Try it:
Give a verbatim repeat of the lines that run from the line containing "In the photograph above, where can the gray" to the end of the data below.

Data:
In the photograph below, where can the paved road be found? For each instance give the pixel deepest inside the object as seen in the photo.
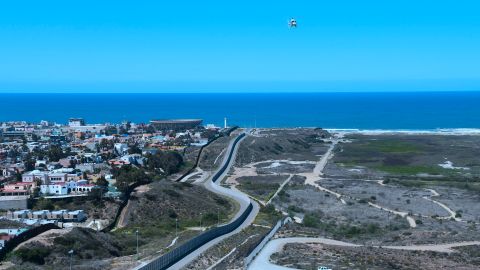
(242, 199)
(262, 261)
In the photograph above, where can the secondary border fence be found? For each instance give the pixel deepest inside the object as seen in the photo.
(180, 252)
(225, 166)
(132, 187)
(197, 160)
(264, 241)
(24, 236)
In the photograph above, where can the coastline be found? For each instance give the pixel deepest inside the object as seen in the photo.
(440, 131)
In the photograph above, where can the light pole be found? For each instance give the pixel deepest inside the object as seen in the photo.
(70, 252)
(136, 232)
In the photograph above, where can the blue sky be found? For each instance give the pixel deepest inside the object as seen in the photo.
(170, 46)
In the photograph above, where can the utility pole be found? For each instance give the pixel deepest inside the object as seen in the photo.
(71, 255)
(136, 232)
(176, 227)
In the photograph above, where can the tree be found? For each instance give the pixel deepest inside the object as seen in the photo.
(102, 182)
(168, 161)
(127, 175)
(134, 149)
(55, 153)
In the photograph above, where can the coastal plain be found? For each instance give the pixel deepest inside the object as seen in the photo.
(372, 190)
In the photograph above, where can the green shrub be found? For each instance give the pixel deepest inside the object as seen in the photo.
(34, 255)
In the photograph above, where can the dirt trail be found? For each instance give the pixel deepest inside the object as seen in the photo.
(262, 261)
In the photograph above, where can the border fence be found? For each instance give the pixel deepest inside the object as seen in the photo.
(24, 236)
(180, 252)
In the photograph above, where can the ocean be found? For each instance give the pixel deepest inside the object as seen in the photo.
(390, 111)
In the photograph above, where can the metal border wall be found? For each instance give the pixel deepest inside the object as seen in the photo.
(180, 252)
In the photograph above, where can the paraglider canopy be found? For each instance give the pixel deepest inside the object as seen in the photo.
(292, 23)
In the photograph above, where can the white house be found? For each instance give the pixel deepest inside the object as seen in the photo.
(34, 175)
(59, 188)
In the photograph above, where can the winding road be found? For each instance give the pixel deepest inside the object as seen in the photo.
(242, 200)
(262, 261)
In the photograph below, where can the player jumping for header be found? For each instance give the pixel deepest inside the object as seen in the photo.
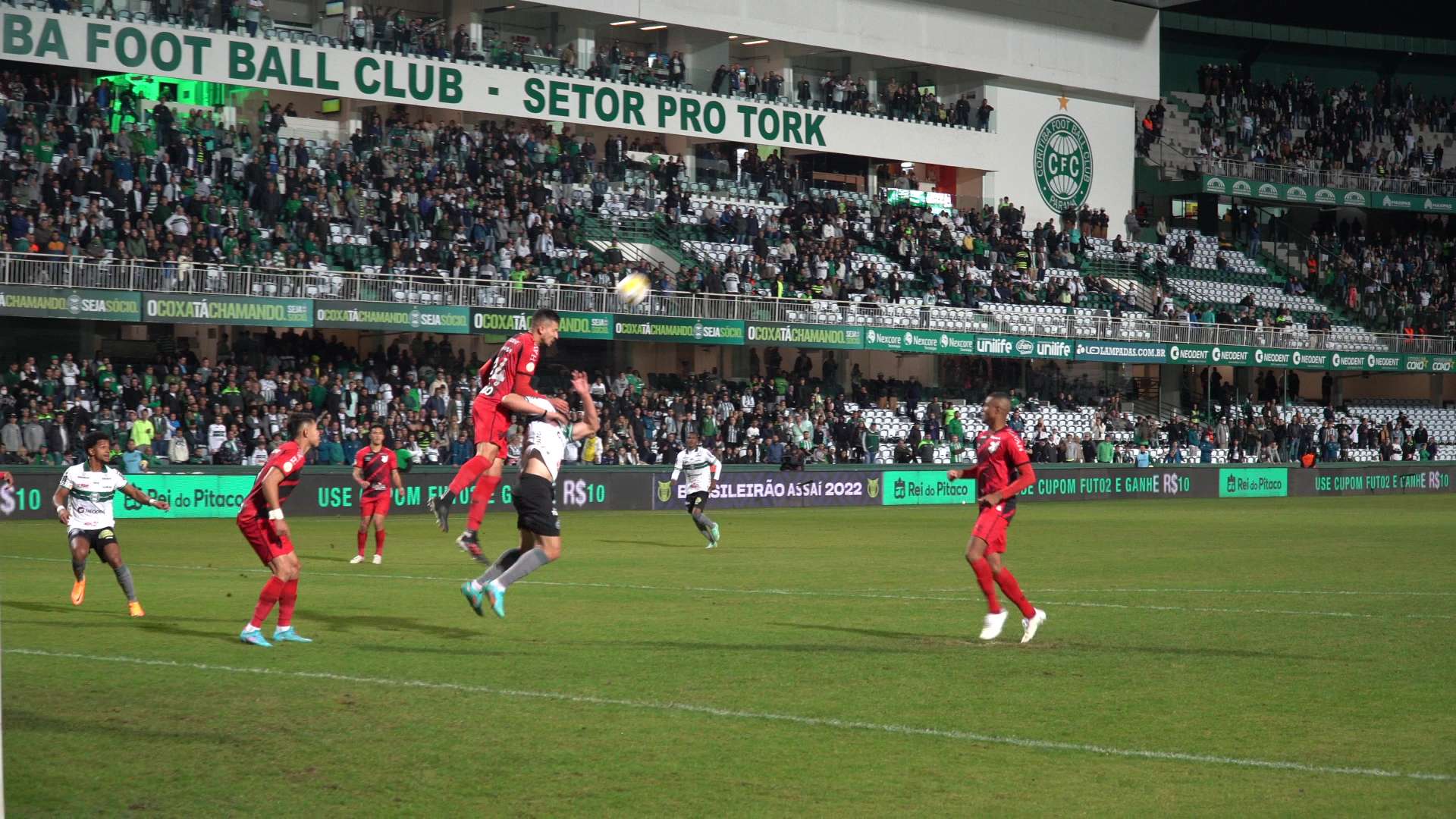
(509, 372)
(267, 532)
(1002, 469)
(535, 497)
(375, 468)
(699, 466)
(83, 503)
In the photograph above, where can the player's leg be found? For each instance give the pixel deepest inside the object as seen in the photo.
(111, 553)
(80, 550)
(381, 513)
(976, 556)
(479, 503)
(536, 503)
(473, 591)
(1031, 617)
(287, 569)
(488, 445)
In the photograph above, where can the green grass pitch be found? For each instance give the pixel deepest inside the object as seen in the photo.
(1219, 657)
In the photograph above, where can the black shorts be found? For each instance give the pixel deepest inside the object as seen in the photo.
(98, 538)
(535, 500)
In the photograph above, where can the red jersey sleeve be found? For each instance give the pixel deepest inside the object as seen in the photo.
(1015, 450)
(528, 354)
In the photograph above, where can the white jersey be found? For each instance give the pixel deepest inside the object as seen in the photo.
(699, 468)
(89, 499)
(546, 441)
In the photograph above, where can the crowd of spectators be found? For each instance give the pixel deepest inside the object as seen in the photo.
(1383, 131)
(1401, 283)
(398, 31)
(491, 202)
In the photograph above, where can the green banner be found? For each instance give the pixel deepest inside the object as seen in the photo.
(1366, 362)
(1417, 363)
(1324, 196)
(925, 487)
(1219, 356)
(1254, 483)
(175, 308)
(191, 496)
(685, 331)
(391, 318)
(71, 303)
(902, 340)
(829, 337)
(510, 321)
(1128, 352)
(1022, 347)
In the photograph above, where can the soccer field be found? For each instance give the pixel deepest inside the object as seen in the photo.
(1257, 656)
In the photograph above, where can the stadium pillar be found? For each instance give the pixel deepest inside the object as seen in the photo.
(701, 57)
(1169, 387)
(1209, 215)
(585, 42)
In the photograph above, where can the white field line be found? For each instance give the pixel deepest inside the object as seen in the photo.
(1348, 592)
(369, 575)
(766, 717)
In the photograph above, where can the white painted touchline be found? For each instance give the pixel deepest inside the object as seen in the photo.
(369, 575)
(766, 716)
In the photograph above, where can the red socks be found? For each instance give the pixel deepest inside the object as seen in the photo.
(273, 591)
(484, 488)
(286, 602)
(1008, 582)
(469, 471)
(983, 576)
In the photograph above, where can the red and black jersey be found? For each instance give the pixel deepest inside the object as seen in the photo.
(510, 369)
(286, 460)
(376, 468)
(999, 458)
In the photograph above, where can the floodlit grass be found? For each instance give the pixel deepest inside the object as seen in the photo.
(820, 662)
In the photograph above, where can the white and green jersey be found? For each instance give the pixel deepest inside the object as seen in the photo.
(699, 466)
(91, 493)
(546, 441)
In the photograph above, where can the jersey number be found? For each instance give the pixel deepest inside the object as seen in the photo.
(497, 375)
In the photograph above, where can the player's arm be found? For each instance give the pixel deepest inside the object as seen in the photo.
(1025, 477)
(590, 420)
(714, 468)
(143, 497)
(63, 512)
(525, 369)
(516, 404)
(359, 469)
(270, 487)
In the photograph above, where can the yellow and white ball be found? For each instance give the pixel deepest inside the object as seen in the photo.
(634, 289)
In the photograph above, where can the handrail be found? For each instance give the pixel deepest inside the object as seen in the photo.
(206, 279)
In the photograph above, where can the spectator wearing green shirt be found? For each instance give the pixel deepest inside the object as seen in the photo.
(1104, 452)
(142, 430)
(952, 425)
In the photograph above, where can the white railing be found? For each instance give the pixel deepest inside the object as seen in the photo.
(39, 270)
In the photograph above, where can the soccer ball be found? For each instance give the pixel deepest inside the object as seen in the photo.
(634, 289)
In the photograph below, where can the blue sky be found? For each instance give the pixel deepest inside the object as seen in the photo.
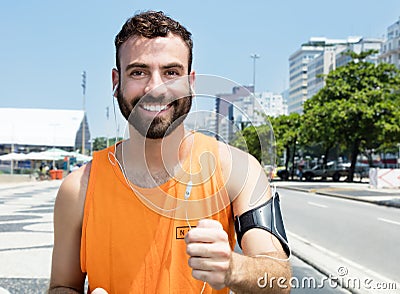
(45, 45)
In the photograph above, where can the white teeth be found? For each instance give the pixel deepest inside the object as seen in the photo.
(154, 107)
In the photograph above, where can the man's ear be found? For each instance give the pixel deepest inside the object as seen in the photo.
(115, 81)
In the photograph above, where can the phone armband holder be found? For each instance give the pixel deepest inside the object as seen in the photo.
(267, 216)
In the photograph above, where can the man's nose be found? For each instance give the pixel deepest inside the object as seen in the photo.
(155, 85)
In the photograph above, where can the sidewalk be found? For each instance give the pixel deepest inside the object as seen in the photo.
(354, 191)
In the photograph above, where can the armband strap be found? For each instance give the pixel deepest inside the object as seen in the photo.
(262, 217)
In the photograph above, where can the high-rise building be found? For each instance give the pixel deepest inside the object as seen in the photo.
(298, 62)
(309, 65)
(335, 56)
(391, 48)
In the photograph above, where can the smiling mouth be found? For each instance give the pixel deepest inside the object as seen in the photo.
(155, 108)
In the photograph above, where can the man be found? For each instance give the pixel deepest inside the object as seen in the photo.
(155, 213)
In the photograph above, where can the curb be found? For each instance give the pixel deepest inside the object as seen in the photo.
(315, 191)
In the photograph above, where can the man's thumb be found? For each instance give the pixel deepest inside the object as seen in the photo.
(209, 223)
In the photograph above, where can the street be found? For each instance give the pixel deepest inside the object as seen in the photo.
(26, 236)
(360, 237)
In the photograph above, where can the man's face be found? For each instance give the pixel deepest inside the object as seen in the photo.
(153, 87)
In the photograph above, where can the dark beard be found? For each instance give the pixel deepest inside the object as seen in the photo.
(158, 127)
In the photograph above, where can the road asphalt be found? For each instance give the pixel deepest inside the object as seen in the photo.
(325, 260)
(26, 233)
(359, 191)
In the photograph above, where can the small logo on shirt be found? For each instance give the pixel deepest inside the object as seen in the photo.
(182, 231)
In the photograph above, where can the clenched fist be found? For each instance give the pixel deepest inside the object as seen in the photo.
(210, 253)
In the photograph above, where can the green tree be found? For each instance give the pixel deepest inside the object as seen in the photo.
(359, 106)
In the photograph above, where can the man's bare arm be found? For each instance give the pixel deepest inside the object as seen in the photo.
(211, 258)
(66, 274)
(263, 255)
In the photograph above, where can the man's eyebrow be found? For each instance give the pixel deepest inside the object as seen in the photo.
(136, 65)
(172, 65)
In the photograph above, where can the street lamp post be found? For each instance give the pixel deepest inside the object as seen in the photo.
(254, 57)
(84, 112)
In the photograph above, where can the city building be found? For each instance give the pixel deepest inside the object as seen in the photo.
(315, 59)
(298, 62)
(24, 130)
(391, 48)
(335, 56)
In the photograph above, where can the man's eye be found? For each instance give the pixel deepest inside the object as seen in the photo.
(137, 73)
(172, 73)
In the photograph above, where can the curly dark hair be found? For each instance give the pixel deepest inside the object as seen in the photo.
(152, 24)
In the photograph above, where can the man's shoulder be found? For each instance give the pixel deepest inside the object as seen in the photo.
(74, 186)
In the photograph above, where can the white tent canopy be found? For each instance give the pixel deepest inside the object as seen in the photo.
(42, 127)
(12, 156)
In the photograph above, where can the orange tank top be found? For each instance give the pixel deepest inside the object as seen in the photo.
(133, 242)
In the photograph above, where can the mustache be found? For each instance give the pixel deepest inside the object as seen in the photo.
(150, 99)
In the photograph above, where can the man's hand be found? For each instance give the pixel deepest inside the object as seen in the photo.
(210, 253)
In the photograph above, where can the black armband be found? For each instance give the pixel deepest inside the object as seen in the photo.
(267, 216)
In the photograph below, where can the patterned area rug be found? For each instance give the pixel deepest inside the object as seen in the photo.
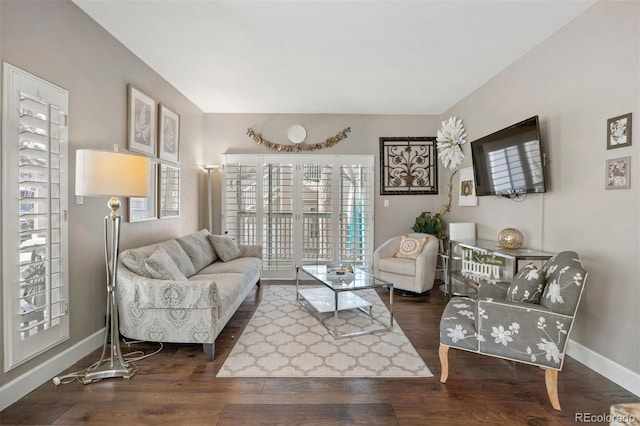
(284, 340)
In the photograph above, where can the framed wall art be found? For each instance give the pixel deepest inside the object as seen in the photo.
(467, 188)
(408, 166)
(619, 131)
(146, 208)
(141, 122)
(169, 191)
(618, 173)
(168, 134)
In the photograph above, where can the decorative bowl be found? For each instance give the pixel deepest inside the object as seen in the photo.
(510, 238)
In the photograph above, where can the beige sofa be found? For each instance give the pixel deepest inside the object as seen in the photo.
(182, 291)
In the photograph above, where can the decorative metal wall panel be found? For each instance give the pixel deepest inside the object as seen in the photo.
(408, 166)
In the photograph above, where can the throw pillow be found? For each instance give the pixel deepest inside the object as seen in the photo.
(225, 247)
(527, 285)
(160, 266)
(410, 247)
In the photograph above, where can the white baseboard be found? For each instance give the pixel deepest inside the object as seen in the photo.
(22, 385)
(613, 371)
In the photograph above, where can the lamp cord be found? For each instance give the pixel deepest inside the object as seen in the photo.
(129, 358)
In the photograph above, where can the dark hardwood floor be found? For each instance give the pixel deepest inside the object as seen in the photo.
(177, 386)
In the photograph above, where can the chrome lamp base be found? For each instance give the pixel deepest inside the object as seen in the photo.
(111, 365)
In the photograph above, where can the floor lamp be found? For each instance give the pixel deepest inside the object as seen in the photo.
(104, 173)
(209, 169)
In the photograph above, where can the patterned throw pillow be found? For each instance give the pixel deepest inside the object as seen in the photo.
(410, 247)
(225, 247)
(160, 266)
(527, 285)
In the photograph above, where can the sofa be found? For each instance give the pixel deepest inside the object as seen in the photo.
(184, 290)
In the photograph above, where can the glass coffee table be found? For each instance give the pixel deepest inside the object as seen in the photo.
(338, 293)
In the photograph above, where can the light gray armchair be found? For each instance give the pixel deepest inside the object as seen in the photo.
(527, 320)
(415, 275)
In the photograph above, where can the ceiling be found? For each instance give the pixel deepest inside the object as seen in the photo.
(337, 57)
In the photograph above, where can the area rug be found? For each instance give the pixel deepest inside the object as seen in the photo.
(283, 339)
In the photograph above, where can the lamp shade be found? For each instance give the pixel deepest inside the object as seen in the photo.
(111, 174)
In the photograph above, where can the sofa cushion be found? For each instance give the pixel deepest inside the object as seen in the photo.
(410, 247)
(527, 285)
(134, 259)
(162, 267)
(230, 286)
(179, 256)
(249, 266)
(397, 266)
(198, 248)
(225, 247)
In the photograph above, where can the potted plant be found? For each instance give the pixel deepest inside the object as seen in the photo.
(429, 224)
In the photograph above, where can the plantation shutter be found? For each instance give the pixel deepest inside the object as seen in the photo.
(35, 263)
(311, 209)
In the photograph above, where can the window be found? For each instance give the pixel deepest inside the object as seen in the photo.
(34, 153)
(313, 209)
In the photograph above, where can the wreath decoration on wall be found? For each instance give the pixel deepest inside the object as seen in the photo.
(298, 147)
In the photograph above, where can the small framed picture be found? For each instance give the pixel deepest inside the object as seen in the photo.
(467, 188)
(169, 191)
(169, 134)
(141, 122)
(619, 131)
(618, 173)
(146, 208)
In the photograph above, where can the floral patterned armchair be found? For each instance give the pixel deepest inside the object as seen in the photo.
(527, 320)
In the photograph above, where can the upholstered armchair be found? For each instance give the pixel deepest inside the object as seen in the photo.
(408, 261)
(527, 320)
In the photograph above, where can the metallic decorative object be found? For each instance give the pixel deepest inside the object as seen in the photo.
(408, 166)
(100, 173)
(298, 147)
(510, 238)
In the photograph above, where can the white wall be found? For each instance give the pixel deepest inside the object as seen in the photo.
(58, 42)
(584, 74)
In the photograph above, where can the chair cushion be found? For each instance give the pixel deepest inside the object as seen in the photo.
(397, 266)
(565, 279)
(527, 285)
(162, 267)
(457, 325)
(225, 247)
(198, 249)
(410, 247)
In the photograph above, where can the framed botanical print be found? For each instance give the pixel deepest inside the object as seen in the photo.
(169, 191)
(146, 208)
(619, 131)
(618, 173)
(467, 188)
(168, 134)
(408, 166)
(141, 135)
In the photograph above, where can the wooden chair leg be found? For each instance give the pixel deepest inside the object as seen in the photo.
(551, 381)
(444, 362)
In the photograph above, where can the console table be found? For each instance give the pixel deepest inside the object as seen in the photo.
(471, 260)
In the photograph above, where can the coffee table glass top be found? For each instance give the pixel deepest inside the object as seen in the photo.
(359, 279)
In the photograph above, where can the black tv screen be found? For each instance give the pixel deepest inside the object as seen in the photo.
(509, 161)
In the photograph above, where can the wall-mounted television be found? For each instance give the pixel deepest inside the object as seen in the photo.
(510, 161)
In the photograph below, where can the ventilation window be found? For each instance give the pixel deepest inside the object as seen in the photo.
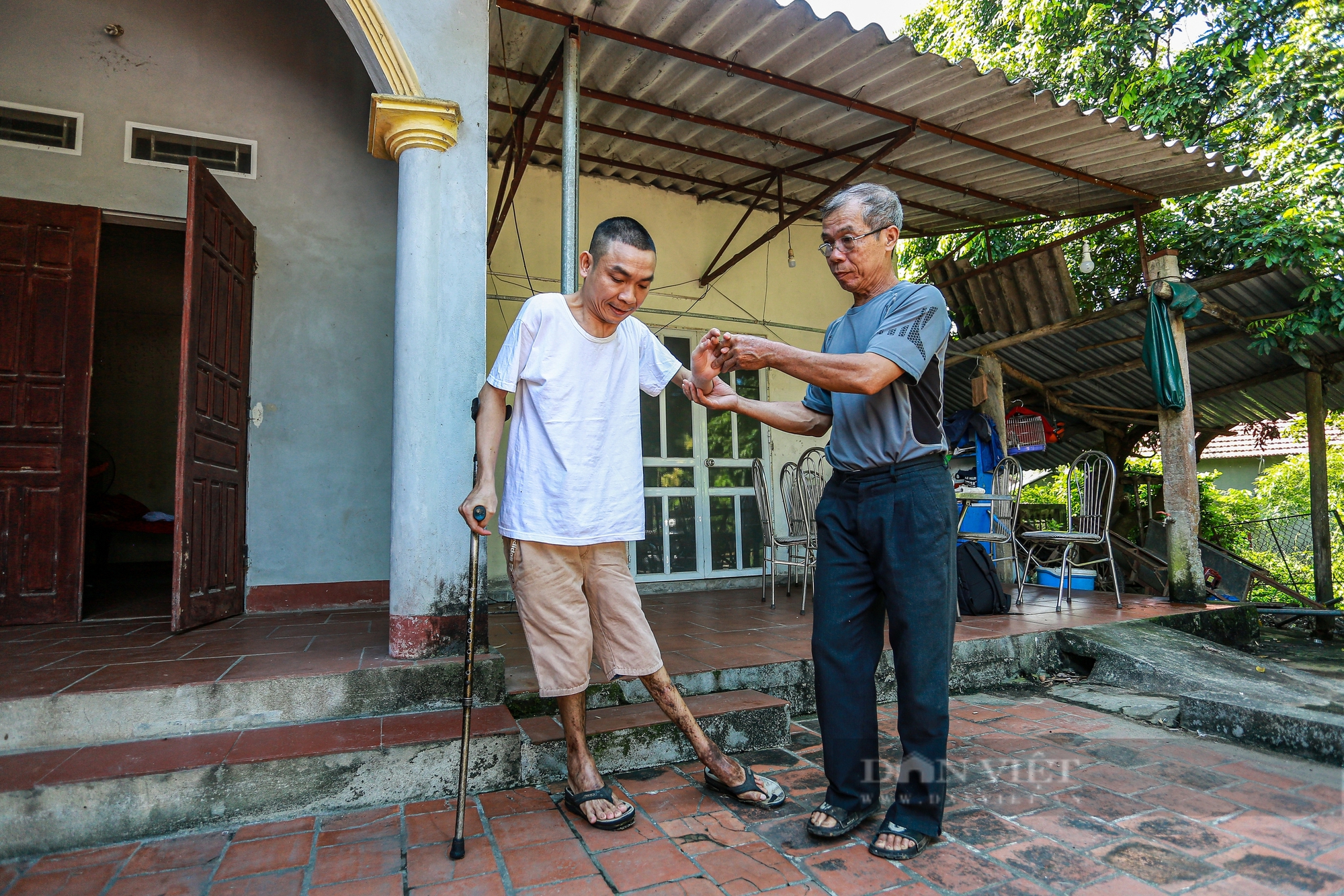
(38, 128)
(171, 148)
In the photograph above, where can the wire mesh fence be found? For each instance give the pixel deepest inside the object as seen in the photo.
(1283, 546)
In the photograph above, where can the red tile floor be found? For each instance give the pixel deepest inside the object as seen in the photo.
(697, 631)
(1045, 799)
(733, 629)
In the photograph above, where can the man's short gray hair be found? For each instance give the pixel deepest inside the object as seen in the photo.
(881, 205)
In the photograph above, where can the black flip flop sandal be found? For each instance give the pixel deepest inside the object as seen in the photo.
(773, 793)
(921, 840)
(575, 803)
(846, 820)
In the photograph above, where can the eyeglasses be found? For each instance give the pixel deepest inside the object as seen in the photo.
(846, 242)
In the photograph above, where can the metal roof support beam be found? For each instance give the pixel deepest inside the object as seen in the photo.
(542, 81)
(1124, 367)
(1045, 248)
(657, 173)
(1260, 379)
(1205, 285)
(769, 171)
(1053, 398)
(776, 139)
(710, 276)
(667, 144)
(519, 167)
(571, 166)
(729, 241)
(818, 93)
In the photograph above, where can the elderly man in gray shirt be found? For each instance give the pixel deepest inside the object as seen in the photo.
(886, 525)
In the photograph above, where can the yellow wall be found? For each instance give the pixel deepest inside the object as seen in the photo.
(687, 234)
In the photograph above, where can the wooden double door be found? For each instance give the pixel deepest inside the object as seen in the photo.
(49, 272)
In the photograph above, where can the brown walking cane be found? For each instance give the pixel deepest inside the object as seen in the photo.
(459, 848)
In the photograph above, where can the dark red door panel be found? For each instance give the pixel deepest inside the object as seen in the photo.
(49, 271)
(213, 392)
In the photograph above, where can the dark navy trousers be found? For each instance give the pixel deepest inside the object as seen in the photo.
(888, 545)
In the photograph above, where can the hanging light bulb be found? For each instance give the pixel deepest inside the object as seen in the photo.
(1087, 267)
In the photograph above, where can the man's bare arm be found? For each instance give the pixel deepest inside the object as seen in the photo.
(490, 427)
(790, 417)
(865, 374)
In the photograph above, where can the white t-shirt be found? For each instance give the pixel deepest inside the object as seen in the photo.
(575, 472)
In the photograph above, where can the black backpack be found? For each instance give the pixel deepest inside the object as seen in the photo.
(979, 592)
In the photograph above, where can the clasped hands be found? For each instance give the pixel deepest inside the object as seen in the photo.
(720, 353)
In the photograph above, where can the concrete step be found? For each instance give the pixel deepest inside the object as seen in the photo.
(639, 735)
(146, 706)
(54, 800)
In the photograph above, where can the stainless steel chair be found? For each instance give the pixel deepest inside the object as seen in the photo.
(795, 517)
(1003, 515)
(1092, 480)
(814, 474)
(773, 542)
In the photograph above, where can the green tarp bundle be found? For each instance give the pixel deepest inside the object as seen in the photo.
(1161, 346)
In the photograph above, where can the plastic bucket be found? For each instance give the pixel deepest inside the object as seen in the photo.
(1079, 580)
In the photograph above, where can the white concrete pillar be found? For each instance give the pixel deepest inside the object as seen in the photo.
(439, 365)
(1181, 478)
(571, 167)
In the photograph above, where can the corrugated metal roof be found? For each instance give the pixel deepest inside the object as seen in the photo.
(1245, 443)
(1015, 296)
(1224, 363)
(862, 65)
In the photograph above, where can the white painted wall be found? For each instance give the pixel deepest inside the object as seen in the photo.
(326, 213)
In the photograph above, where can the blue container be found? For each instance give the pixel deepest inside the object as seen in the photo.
(976, 519)
(1080, 580)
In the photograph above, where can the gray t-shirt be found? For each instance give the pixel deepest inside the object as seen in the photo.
(908, 326)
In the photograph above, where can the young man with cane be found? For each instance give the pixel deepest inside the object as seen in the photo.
(886, 525)
(575, 496)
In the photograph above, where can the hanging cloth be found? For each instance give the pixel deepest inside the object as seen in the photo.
(972, 428)
(1161, 345)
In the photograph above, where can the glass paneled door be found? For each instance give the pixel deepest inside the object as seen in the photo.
(701, 517)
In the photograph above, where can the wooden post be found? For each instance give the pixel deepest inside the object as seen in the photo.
(1322, 562)
(994, 406)
(1181, 479)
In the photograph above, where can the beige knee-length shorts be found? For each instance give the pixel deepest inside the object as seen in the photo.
(575, 602)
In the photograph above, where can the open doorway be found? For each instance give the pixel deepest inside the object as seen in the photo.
(134, 424)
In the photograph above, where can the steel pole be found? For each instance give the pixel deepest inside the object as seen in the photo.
(1323, 565)
(571, 167)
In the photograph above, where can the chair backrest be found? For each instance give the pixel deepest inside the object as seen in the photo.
(763, 490)
(814, 474)
(1007, 480)
(790, 498)
(1092, 479)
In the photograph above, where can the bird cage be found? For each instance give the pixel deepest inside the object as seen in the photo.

Reply:
In the photograph above, where can the gray t-shirt be found? For each instance give the pixel deepest inside the object as seen in the photo.
(908, 326)
In the photograph above, where can the young man with cane be found? For each instance give the pixel deepest inside the object as seen in the photo.
(886, 525)
(575, 496)
In the photograph above, where can the hanging cloth be found? For each instance give the pixel deepest inside the object as seen in the photo.
(972, 428)
(1161, 345)
In the photograph above, where can the glass paneled door be found? For each instance give the pixel deepest inside the object as seen in the photo.
(701, 517)
In the photograph above, where can the wooden post be found? For each instance give the pixel deepest inside the object as seen in the photo.
(1322, 562)
(994, 406)
(1181, 479)
In the photograph above, where can the beige knee-length shorts be found? For each instance give the pixel deepest inside the object as seen in the photo.
(575, 602)
In the photograph above, where can the open doorway be found? For each instance give the pixel deepest inside the object as seen in the photo.
(134, 424)
In the photograph above, where can the steel pole be found? For each instance give the pixel deepest inside the object as seen in the photo.
(1323, 565)
(571, 167)
In the photograph above, where can the chair backrest be found? For each instance give the pixel deepest inside the object as seen in the photo.
(763, 490)
(814, 474)
(1007, 480)
(790, 498)
(1092, 479)
In the photograph above, where can the bird cage be found? For each instance give the pixel deepest inside the object as seen in the photo.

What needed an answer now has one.